For the copy, please give all of the data again exactly and leave the pictures out.

[Dataset records]
···

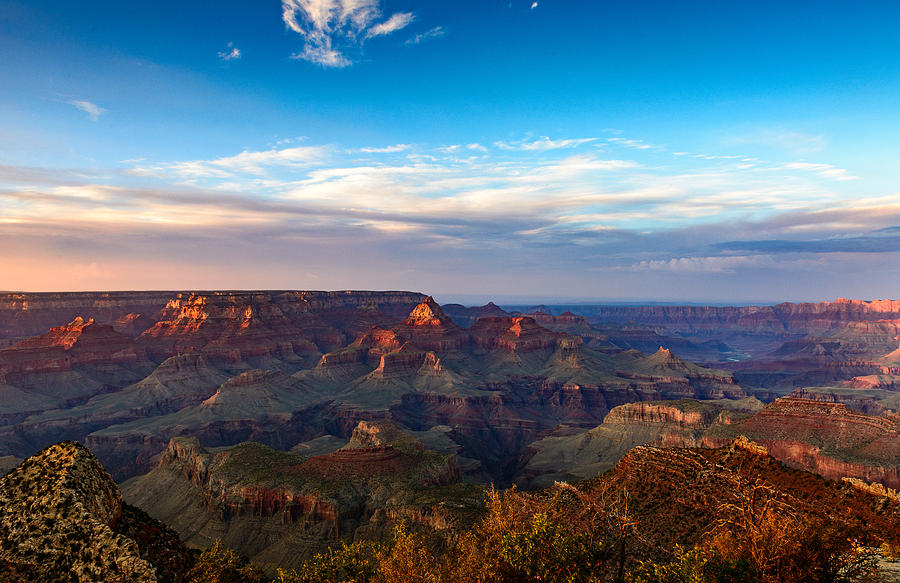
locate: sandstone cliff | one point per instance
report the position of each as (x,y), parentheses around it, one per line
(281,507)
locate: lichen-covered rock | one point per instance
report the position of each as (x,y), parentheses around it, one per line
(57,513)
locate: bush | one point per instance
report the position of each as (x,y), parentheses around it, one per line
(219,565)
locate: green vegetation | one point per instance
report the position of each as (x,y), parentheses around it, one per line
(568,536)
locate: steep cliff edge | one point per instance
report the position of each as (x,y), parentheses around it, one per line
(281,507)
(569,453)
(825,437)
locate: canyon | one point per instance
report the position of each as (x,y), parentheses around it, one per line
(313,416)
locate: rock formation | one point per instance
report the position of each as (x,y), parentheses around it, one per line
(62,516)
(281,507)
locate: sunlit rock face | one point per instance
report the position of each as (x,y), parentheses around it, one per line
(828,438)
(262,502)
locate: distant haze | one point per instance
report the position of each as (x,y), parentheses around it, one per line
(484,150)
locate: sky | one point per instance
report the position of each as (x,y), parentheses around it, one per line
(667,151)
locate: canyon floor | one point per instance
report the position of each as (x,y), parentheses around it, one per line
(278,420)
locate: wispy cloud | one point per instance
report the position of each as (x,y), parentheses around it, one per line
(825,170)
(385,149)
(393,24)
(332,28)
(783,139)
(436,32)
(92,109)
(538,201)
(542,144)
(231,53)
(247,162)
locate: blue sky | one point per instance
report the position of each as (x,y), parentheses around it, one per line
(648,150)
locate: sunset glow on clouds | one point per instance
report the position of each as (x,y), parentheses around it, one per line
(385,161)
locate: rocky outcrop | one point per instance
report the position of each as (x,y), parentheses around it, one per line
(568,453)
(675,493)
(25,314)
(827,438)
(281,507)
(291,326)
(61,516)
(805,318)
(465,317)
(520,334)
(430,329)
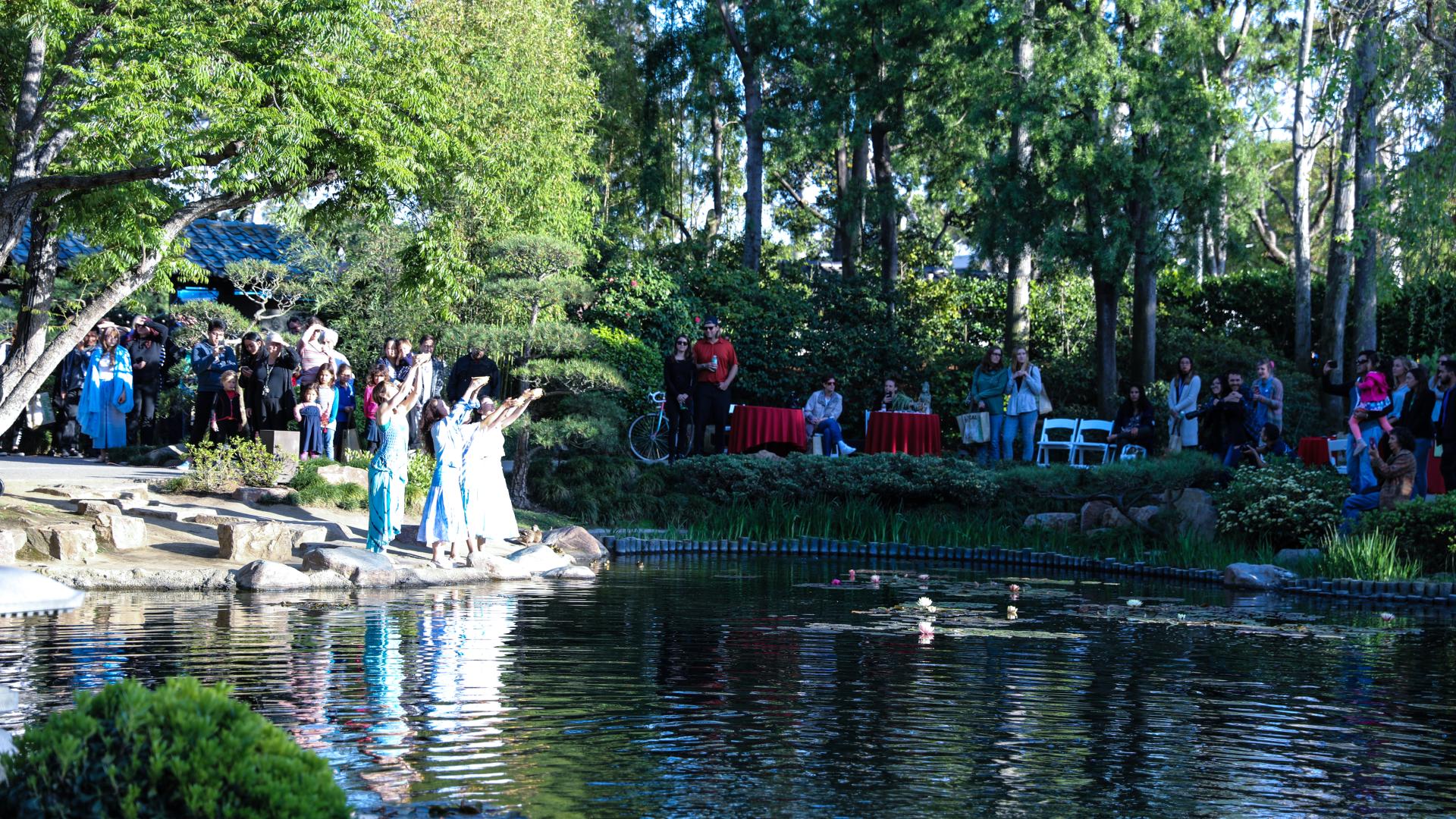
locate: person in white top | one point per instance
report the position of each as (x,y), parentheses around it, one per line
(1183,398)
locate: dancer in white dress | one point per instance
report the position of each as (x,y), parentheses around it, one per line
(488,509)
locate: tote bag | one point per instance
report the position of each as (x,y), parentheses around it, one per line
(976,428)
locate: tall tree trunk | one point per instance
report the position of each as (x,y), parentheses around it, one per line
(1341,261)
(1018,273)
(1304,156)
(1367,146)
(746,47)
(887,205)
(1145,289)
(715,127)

···

- RESPONSE TO THIS TASK
locate: sandstone cliff | one point per instance
report the position of each as (x,y), parentheses around it, one per line
(281,507)
locate: lichen-covered rock | one point per instance
report the position of each as (x,y), parentheses around it, one per line
(57,513)
locate: bush | one point per instance
report the position of each as (x,y), parentheses around it, one per line
(219,565)
locate: green vegetation | one point per instance
report the position of each as (x,y), parentheses around it, one per line
(568,536)
locate: steep cliff edge | one point per instance
report the position of each as (x,y), parentheses around it, one per line
(281,507)
(569,453)
(825,437)
locate: canyon | one point per instance
report the position of each as (x,y), parentheses around it, one per line
(313,416)
locate: rock formation | one point per instance
report the position of each as (x,y), parentheses around it, one per line
(62,516)
(281,507)
locate: sunlit rock face | one point per instance
report the position of each as (x,y), parentheses around it, one per line
(828,438)
(262,502)
locate: distant haze | one point per instance
report the position of each as (x,y), parentheses around it, one per line
(484,150)
locate: sky | one point per instance
report the position of each as (x,y), parentheses around it, one per line
(667,151)
locate: canyon floor | one point per instance
report the position of each as (x,y), parentheses around it, one per line
(278,420)
locate: wispy cloud | one point per instance
report the position of each as (x,y), parentheses around it, one per line
(825,170)
(385,149)
(393,24)
(332,28)
(783,139)
(436,32)
(92,109)
(538,201)
(542,144)
(231,53)
(247,162)
locate: blue sky | one point per instance
report the position of each as (x,y), parentheses around it, one per line
(648,150)
locate: sunset glow on clouds | one point per instance
report the position of each as (x,y), parentheses around it, one per line
(385,161)
locate: rocky outcrop | one point per instance
report the position of each as (x,y), parentheses around it, one per line
(568,453)
(675,493)
(25,314)
(827,438)
(281,507)
(291,326)
(61,516)
(805,318)
(465,317)
(520,334)
(430,329)
locate: person in white top | one point per instance
report the position of each as (x,y), parentheses around it, one per line
(1183,398)
locate: dancer in white dress | one point per instance
report the position of each as (x,y), parentheses around it, one per line
(488,509)
locate: tote bag | one point per instance
report the position of each as (x,y), parentheses around it, one per line
(976,428)
locate: tall tree trunk | one point per instance
report the position of each as (x,y), parentheses around it, one per line
(1341,261)
(1018,273)
(1304,156)
(1367,146)
(746,47)
(887,205)
(1145,289)
(715,127)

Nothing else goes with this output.